## Exercise task
Put the records below into a two-column CSV with the headers label_text and bounding_box, one row per record. Wrap each field in double quotes, turn any line breaks into spaces, and leave the pictures out.

## Given entries

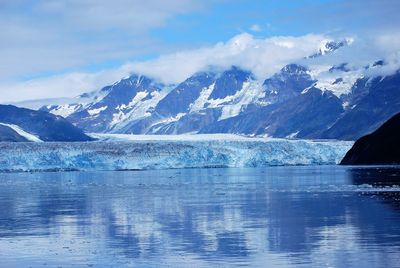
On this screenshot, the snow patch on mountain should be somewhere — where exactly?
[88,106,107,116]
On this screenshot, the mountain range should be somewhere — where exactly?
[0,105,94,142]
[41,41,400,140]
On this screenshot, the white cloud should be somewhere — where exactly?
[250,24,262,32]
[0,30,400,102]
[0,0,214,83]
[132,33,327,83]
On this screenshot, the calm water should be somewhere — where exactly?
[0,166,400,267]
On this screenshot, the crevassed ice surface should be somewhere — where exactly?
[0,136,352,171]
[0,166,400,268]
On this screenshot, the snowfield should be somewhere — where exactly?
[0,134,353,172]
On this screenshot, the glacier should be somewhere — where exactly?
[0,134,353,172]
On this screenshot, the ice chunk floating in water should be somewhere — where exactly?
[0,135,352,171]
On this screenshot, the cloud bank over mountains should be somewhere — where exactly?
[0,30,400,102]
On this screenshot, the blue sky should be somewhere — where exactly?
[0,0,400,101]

## Task answer
label_text,bounding_box
"On this screenshot, the snow patch on mountain should be somewhere — where exactly?","[88,106,107,116]"
"On this screenshot, the mountain range should be somewhere — where exactly?","[0,105,94,142] [41,41,400,140]"
"On this screenshot, the white cloud should be somewhere — where exactly?","[250,24,262,32] [0,30,400,102] [0,0,214,83] [132,33,327,83]"
"On this screenshot, the calm water should be somewhere — where exactly?","[0,166,400,267]"
"On this screenshot, the crevassed ice surface should be somewhere — where exactly?","[0,136,352,171] [0,166,400,268]"
"On this screenshot, the snowfield should be somewhere — where exactly?","[0,134,353,172]"
"On this screenshot, the glacier should be somewhere — where exactly?","[0,134,353,172]"
"On this screenshot, the ice chunk floating in water should be somewhere — where exactly?","[0,135,352,171]"
"On this screenshot, the cloud bank over mountains should be somewhere — where exactly?","[0,30,400,102]"
"On this screenshot, the blue sky should be somewhere — where exactly?","[0,0,400,101]"